Objective: Copy the following rows verbatim, keeping every line as it appears.

(Object pointing dataset rows)
....

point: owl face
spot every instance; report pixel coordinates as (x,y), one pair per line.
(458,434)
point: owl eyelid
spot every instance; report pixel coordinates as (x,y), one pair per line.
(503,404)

....

The reply:
point: owl face
spot every instance; report pixel coordinates as (x,y), one pair per line.
(458,434)
point: owl eyelid
spot every instance; report pixel coordinates as (x,y), one pair per line.
(503,404)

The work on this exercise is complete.